╭─ Te bestuderen tekst

‘Kijk daar loopt een hunebedbouwer.’ Ik kijk naar waar Lilian wijst en verhip nog aan toe, daar loopt er eentje. Samen met mijn schoonmoeder Greetje zie we hem nu duidelijk. Gekleed in een linnen pakje en met een indrukwekkende baard heeft hij weliswaar een iets te rond welvaartsbuikje en een iets te blanke huidskleur, maar wie maalt daar nu om? Want wie dit weekend bij het Oerweekend in het Hunebedcentrum in het Drentse Borger is, ziet vooral enthousiaste mensen die van de oudheid hun hobby hebben gemaakt.
Bij het eerste tentje slaat een man met een hamer op een gloeiend stuk ijzer. Het vuur, dat zo nu en dan opgestookt wordt met hulp van een blaasbalg, is verzengend. ‘Wat maakt u?’, vraag ik. ‘Zweet’, is het korte antwoord. En inderdaad, onder het stoffen dak van zijn oudheidstentje is het bloedheet en zie ik vele zweetdruppels van zijn voorhoofd druppen. Maar dan vertelt hij dat hij een mes aan het smeden is en zie ik voor het aambeeld diverse exemplaren liggen die hij eerder gemaakt heeft. We staan zo een tijdje te kijken, gefascineerd door het ritme van zijn werk. IJzer in het vuur, blaasbalg laten bewegen om het vuur op te stoken, het roodgloeiende ijzer op het aambeeld leggen en met een zware hamer de juiste vorm slaan.
Kort daarna lopen we verder en komen bij een mandenmaakster. Ze zit voor haar tent en heeft een flinke lading wilgentenen naast zich liggen. Takken die voordat ze gebruikt kunnen worden eerst een jaar hebben liggen drogen om vervolgens twee weken in een waterbad te weken voor de juiste buigzaamheid. En ook bij haar werk is een ritme te zien dat een soort van trance met zich meebrengt. ‘Je wordt er haast zen van’, zeg ik haar. De vrouw knikt. ‘Dat klopt, het is steeds dezelfde beweging en haasten heeft geen zin.’
Opeens denk ik aan het werk dat ik in het onderwijs doe. Zeker is bij mijn werk ook sprake van een ritme, zij het wel wat onregelmatig. Maar dat kan toch ook een ritme zijn? Het grootste verschil is natuurlijk dat deze mensen met hun werk iets maken. Een product, met de handen gemaakt van materialen uit de natuur, volgens eeuwenoude technieken. En hoewel ik over het algemeen erg van mijn werk als meester hou, ben ik nu toch wel wat jaloers. Want wat kan ik eigenlijk als het erop aankomt?

╰─
╭─ Datasetrecords

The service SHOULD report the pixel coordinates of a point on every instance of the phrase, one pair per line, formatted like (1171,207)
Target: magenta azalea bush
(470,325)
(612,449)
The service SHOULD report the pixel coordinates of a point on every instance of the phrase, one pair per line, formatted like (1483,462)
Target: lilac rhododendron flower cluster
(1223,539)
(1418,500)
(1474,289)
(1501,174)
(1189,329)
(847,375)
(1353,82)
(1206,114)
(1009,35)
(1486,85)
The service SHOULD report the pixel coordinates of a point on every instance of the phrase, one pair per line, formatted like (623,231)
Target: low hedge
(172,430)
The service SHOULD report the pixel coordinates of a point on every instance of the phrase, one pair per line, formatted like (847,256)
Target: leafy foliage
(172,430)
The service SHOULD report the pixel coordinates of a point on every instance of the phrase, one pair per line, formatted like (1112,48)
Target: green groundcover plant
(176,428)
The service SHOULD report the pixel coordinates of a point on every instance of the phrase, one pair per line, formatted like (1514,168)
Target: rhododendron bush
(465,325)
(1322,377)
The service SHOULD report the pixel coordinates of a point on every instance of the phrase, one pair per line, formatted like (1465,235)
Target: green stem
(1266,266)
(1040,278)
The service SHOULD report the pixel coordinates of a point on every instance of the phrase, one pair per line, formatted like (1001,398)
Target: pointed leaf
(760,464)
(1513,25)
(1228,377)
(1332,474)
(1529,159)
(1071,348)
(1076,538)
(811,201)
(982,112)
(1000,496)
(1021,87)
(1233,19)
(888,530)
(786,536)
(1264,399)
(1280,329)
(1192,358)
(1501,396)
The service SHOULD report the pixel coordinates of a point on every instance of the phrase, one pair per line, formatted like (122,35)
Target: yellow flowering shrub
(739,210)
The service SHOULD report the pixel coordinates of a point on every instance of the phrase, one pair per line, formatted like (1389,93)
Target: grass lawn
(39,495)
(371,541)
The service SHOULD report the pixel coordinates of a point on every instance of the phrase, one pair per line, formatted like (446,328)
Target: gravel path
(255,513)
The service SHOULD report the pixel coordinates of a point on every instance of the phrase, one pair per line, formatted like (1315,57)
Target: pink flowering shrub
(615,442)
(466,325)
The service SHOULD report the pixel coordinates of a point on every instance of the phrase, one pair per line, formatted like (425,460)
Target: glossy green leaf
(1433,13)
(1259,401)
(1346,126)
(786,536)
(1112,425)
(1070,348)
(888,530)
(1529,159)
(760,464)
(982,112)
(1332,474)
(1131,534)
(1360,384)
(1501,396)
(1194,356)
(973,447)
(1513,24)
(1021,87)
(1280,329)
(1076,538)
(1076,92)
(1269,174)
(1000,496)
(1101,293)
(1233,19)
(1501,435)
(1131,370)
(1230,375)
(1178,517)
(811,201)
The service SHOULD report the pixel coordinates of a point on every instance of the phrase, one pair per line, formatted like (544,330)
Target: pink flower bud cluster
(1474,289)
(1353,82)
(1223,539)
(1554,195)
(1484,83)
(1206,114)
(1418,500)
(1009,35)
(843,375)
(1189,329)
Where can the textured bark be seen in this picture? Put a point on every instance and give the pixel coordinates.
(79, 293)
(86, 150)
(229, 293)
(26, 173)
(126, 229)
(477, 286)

╰─

**Opdracht**
Vertaal de zin "Kort daarna lopen we verder en komen bij een mandenmaakster." uit de tekst over het Oerweekend in het Engels. Baseer je uitsluitend op de tekst over het Oerweekend.

**Uitwerking**
Shortly afterward we walk on and come to a basket maker.